==== Extracted text ====
Figure 4(b) shows that our dataset is able to distinguish between the performance of video prediction models. CDNA, a deterministic model, does much worse than the other three models. SV2P, a dedicated stochastic video prediction model, performs the best.

Figure 4(a) shows that our model converges very reliably. Averaged across all runs, our model performs significantly better than sSSM, SV2P, and CDNA.

Figure 4(b) shows that our model is competitive with modern video prediction models. Our model is best compared with sSSM. SV2P is a much slower model that generates each output frame sequentially. sSSM is a faster, statespace model that bypasses generating intermediate output frames (but still does not have the flexibility of our model).
4.2 Scene Reconstruction
Our model is also capable of consistent 3D scene reconstruction. In this setup, CGQN is provided with context frames from a single 3D scene together with camera positions from which those frames were rendered. The model is then asked to sample plausible frames rendered from a set of arbitrary camera positions . Often the model is asked to sample frames in an occluded region of the scene, where there are multiple possibilities for what the region might contain. Even in the presence of this uncertainty, CGQN is able to sample consistent frames that form a coherent scene. We encourage the reader to view videos visualizations of our experiments at https://bit.ly/2jX7Vyu.
MNIST Dice Dataset To demonstrate this, we develop a 3D dataset where each scene consists of a cube in a room. Each face of the cube has a random MNIST digit (out of 100 digits) engraved on it. In each scene, the cube is randomly positioned and oriented, the color and textures of the walls are randomly selected, and the lighting source (which creates shadows) is randomly positioned. The context frames show at most three sides of the dice, but the model may be asked to sample camera snapshots that involve the unseen fourth side. We show quantitatively and qualitatively that CGQN performs better than GQN on this dataset, because GQN is unable to capture a coherent scene.
====
◆ **Written request**
Rewrite the passage above from "MNIST Dice Dataset" up to and including "capture a coherent scene.", changing "cube" to "block" throughout that span.
==== Provided information ====
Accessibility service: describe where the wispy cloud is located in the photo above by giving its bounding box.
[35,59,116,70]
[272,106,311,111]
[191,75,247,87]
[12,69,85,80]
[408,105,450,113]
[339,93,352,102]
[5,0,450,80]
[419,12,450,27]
====
◆ **Full solution**
MNIST Dice Dataset To demonstrate this, we develop a 3D dataset where each scene consists of a block in a room. Each face of the block has a random MNIST digit (out of 100 digits) engraved on it. In each scene, the block is randomly positioned and oriented, the color and textures of the walls are randomly selected, and the lighting source (which creates shadows) is randomly positioned. The context frames show at most three sides of the dice, but the model may be asked to sample camera snapshots that involve the unseen fourth side. We show quantitatively and qualitatively that CGQN performs better than GQN on this dataset, because GQN is unable to capture a coherent scene.